### Instruction 1
From the article on Live at the Lampie below, set down word for word the part that opens with the words containing "Liane Carroll chronology" and closes with "and Dave Gray.".

### Selected text
———

Live album by Liane Carroll and Brian Kellock
- Released: 11 May 2009 (UK)
- Recorded: October 2008
- Genre: Jazz
- Label: Splash Point Records (SPR009CD)
- Producer: Neal Richardson

Liane Carroll chronology
| Best Standard Issue (2008) | Live at the Lampie (2009) | Up and Down (2011) |

= Live at the Lampie =

Live at the Lampie is a live album of jazz standards by English jazz vocalist Liane Carroll and Scottish jazz pianist Brian Kellock. Produced by Neal Richardson, it was recorded at two gigs at the Blue Lamp pub in Aberdeen in October 2008 and released by Splash Point Records on 11 May 2009. It received four-starred reviews in The Guardian and Jazzwise and was funded and made possible by Creative Scotland. Funding application and subsequent tour management and recording (with Neil Richardson Splashpoint) by Thick Skinned Productions team, including Cathie Rae and Dave Gray.

Professional ratings
Review scores
| Source | Rating |
| The Guardian |  |
| Jazzwise |  |

==Reception==
In a four-starred review, Guardian reviewer John Fordham said of Live at the Lampie, "Since Liane Carroll can loose off a jazz-singing broadside that might touch on Betty Carter and Bobby McFerrin (with soul-vocal asides including everyone from Aretha to Stevie Wonder), and Scottish piano virtuoso Kellock has a comparable range from Fats Waller to free-improv, the potential for repetition in this duo is low. Released from her singer/pianist responsibilities, Carroll has rarely sounded more spontaneous and relaxed."

For The Observer, Dave Gelly said: "Every phrase she sings sounds unstudied, fresh and somehow inevitable. It's best to experience her in person, but this live set comes close. There's none of her equally amazing piano playing here, but it's hard to think of a better matched keyboard companion than Brian Kellock, Scotland's finest jazz pianist and probably one of the best anywhere. The recording is basic and rather dry, but it catches the interplay between them very well".

———

### Extracted data
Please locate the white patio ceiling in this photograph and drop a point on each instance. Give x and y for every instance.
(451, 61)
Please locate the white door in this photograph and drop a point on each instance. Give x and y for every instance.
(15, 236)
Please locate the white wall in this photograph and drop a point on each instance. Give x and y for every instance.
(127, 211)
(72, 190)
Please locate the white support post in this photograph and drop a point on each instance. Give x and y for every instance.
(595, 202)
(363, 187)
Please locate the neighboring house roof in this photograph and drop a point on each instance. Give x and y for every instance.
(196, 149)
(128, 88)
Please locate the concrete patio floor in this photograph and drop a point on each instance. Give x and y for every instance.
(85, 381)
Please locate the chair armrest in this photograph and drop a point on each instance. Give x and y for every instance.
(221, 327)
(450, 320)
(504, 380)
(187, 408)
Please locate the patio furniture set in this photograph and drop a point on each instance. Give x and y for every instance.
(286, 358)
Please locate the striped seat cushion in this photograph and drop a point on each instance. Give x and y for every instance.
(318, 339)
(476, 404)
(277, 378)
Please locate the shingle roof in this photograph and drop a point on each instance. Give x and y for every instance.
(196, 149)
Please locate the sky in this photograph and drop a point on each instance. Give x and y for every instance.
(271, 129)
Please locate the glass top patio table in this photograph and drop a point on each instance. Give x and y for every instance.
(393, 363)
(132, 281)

———

### Instruction 2
Turn every line of the records above into a numbered list, omitting any blank lines.

### Answer 1
Liane Carroll chronology
| Best Standard Issue (2008) | Live at the Lampie (2009) | Up and Down (2011) |

= Live at the Lampie =

Live at the Lampie is a live album of jazz standards by English jazz vocalist Liane Carroll and Scottish jazz pianist Brian Kellock. Produced by Neal Richardson, it was recorded at two gigs at the Blue Lamp pub in Aberdeen in October 2008 and released by Splash Point Records on 11 May 2009. It received four-starred reviews in The Guardian and Jazzwise and was funded and made possible by Creative Scotland. Funding application and subsequent tour management and recording (with Neil Richardson Splashpoint) by Thick Skinned Productions team, including Cathie Rae and Dave Gray.

### Answer 2
1. Please locate the white patio ceiling in this photograph and drop a point on each instance. Give x and y for every instance.
2. (451, 61)
3. Please locate the white door in this photograph and drop a point on each instance. Give x and y for every instance.
4. (15, 236)
5. Please locate the white wall in this photograph and drop a point on each instance. Give x and y for every instance.
6. (127, 211)
7. (72, 190)
8. Please locate the white support post in this photograph and drop a point on each instance. Give x and y for every instance.
9. (595, 202)
10. (363, 187)
11. Please locate the neighboring house roof in this photograph and drop a point on each instance. Give x and y for every instance.
12. (196, 149)
13. (128, 88)
14. Please locate the concrete patio floor in this photograph and drop a point on each instance. Give x and y for every instance.
15. (85, 381)
16. Please locate the chair armrest in this photograph and drop a point on each instance. Give x and y for every instance.
17. (221, 327)
18. (450, 320)
19. (504, 380)
20. (187, 408)
21. Please locate the patio furniture set in this photograph and drop a point on each instance. Give x and y for every instance.
22. (286, 358)
23. Please locate the striped seat cushion in this photograph and drop a point on each instance. Give x and y for every instance.
24. (318, 339)
25. (476, 404)
26. (277, 378)
27. Please locate the shingle roof in this photograph and drop a point on each instance. Give x and y for every instance.
28. (196, 149)
29. Please locate the sky in this photograph and drop a point on each instance. Give x and y for every instance.
30. (271, 129)
31. Please locate the glass top patio table in this photograph and drop a point on each instance. Give x and y for every instance.
32. (393, 363)
33. (132, 281)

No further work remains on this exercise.